■ Исходные записи:
• • •

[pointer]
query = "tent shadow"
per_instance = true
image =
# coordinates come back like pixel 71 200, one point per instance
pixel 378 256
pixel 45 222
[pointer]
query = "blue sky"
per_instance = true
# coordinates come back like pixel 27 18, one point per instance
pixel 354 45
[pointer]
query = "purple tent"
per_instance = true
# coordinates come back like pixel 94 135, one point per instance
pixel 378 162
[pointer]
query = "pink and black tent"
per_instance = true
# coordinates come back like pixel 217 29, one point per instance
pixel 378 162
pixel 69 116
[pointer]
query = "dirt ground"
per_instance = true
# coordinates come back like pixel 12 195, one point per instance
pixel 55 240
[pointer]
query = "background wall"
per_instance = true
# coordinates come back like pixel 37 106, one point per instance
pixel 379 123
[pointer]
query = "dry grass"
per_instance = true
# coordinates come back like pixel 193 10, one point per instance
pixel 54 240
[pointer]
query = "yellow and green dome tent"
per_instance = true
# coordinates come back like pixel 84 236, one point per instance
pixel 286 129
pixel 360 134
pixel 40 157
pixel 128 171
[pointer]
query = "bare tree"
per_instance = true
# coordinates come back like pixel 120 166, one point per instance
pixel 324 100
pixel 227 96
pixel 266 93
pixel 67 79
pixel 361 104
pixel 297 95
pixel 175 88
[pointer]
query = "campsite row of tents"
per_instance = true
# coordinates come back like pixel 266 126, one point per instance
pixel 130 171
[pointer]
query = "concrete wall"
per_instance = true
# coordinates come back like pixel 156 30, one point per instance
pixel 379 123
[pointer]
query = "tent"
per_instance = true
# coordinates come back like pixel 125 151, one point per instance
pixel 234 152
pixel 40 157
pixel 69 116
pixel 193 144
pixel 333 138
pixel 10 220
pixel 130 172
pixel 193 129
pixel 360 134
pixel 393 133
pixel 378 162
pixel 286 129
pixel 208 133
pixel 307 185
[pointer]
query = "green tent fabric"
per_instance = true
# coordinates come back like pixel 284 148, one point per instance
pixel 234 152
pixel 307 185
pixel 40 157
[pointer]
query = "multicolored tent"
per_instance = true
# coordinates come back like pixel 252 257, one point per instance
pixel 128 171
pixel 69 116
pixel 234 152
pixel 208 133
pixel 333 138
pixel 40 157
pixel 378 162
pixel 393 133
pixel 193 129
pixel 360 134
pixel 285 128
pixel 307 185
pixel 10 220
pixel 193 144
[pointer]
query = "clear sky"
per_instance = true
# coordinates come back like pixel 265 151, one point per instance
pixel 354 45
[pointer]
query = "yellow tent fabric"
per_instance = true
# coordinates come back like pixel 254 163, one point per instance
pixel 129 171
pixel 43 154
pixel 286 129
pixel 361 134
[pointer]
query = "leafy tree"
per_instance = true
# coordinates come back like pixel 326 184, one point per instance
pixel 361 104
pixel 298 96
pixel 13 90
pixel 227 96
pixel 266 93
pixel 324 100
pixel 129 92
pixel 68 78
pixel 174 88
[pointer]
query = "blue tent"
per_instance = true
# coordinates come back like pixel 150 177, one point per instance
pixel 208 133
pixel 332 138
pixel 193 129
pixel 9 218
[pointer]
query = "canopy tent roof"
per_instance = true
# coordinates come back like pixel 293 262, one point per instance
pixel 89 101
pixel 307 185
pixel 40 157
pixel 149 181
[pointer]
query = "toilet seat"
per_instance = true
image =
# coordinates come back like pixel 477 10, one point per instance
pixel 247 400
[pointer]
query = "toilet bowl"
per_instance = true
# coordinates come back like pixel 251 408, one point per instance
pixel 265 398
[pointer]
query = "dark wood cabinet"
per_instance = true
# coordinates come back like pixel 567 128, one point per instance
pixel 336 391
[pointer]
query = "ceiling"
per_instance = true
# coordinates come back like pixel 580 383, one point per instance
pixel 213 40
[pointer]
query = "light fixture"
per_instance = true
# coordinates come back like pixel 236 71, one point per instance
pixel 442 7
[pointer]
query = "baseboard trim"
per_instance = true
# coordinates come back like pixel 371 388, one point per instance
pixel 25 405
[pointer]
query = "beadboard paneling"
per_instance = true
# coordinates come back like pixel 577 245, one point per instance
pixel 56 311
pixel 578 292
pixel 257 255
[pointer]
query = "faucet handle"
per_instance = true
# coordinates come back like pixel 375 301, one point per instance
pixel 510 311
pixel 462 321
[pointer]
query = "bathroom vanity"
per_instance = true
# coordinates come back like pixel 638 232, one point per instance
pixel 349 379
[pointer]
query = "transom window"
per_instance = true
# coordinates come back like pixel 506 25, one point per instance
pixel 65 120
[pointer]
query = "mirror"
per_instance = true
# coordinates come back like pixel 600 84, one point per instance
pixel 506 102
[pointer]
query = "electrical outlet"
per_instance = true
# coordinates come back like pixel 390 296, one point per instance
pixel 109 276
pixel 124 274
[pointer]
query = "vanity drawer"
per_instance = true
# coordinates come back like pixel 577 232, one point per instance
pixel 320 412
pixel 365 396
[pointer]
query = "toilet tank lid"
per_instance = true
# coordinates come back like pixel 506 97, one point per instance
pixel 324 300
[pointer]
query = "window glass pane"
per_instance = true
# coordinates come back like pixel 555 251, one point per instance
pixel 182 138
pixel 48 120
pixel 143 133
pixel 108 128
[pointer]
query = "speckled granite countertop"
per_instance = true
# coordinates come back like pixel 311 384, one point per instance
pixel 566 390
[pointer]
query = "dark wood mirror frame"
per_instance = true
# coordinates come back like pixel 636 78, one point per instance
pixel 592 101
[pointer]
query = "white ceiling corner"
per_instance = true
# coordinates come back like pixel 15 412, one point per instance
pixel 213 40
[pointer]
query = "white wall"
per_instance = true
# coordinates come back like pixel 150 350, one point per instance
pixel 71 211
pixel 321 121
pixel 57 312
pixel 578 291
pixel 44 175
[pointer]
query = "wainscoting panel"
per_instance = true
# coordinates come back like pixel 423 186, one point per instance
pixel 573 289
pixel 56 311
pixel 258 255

• • •

■ Суть задания: В каких строках записей выше встречается слово «window»? Выпишите каждую такую строку полностью.

■ Письменный ответ:
query = "transom window"
query = "window glass pane"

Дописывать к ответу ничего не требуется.